── ENTRIES ──

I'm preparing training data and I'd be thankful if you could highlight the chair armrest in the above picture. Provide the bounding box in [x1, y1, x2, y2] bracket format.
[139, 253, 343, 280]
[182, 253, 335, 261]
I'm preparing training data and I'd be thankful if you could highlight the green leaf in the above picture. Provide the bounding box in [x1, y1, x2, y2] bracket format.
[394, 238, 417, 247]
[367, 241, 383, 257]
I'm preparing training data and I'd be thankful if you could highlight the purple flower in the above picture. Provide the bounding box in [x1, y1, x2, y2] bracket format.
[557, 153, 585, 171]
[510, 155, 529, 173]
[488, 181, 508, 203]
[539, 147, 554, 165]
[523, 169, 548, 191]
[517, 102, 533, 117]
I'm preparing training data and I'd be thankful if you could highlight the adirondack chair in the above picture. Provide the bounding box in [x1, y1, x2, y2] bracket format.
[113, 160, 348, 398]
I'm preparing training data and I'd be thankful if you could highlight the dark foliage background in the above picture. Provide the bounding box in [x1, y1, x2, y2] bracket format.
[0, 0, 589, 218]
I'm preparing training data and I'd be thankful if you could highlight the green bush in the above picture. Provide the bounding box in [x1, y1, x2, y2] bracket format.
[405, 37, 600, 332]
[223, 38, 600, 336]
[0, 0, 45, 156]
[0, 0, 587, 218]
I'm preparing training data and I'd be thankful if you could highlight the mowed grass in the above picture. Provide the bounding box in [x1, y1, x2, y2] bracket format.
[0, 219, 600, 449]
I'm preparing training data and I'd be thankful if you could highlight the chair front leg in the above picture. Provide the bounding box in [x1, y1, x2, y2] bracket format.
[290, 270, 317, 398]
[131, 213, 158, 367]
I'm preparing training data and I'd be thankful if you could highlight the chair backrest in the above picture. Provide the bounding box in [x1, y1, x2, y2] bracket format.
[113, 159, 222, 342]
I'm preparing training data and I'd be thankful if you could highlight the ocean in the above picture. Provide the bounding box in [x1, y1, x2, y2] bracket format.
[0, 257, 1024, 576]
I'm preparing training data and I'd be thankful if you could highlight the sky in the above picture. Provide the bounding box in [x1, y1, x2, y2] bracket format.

───

» WORK INSTRUCTIONS
Extract, word for word, every line of the records from the line containing "highlight the mowed" through the last line of the records, with both of those lines included.

» SOLUTION
I'm preparing training data and I'd be thankful if you could highlight the mowed grass in the above picture. Provide the bounding box in [x1, y1, x2, y2] bracket format.
[0, 219, 600, 449]
I'm preparing training data and I'd be thankful if you could highlight the chair front leg in the above picture. Provide the bounding box in [x1, y1, x2, y2] bracket format.
[290, 270, 317, 398]
[131, 213, 158, 367]
I'm preparing training data and I'd be thankful if you could highlight the chair backrest in the above picture. Provide the bounding box in [x1, y1, x2, y2] bracket format.
[113, 159, 222, 342]
I'm preparing training data and I'd be thankful if you could highlight the ocean in the above picture. Provide the bounding box in [x1, y1, x2, y2] bracket format.
[0, 257, 1024, 576]
I'm preparing training data and I'd be thankful if you could highlight the sky in the above picture. Provide the bounding box in [x1, y1, x2, y2] bracket format.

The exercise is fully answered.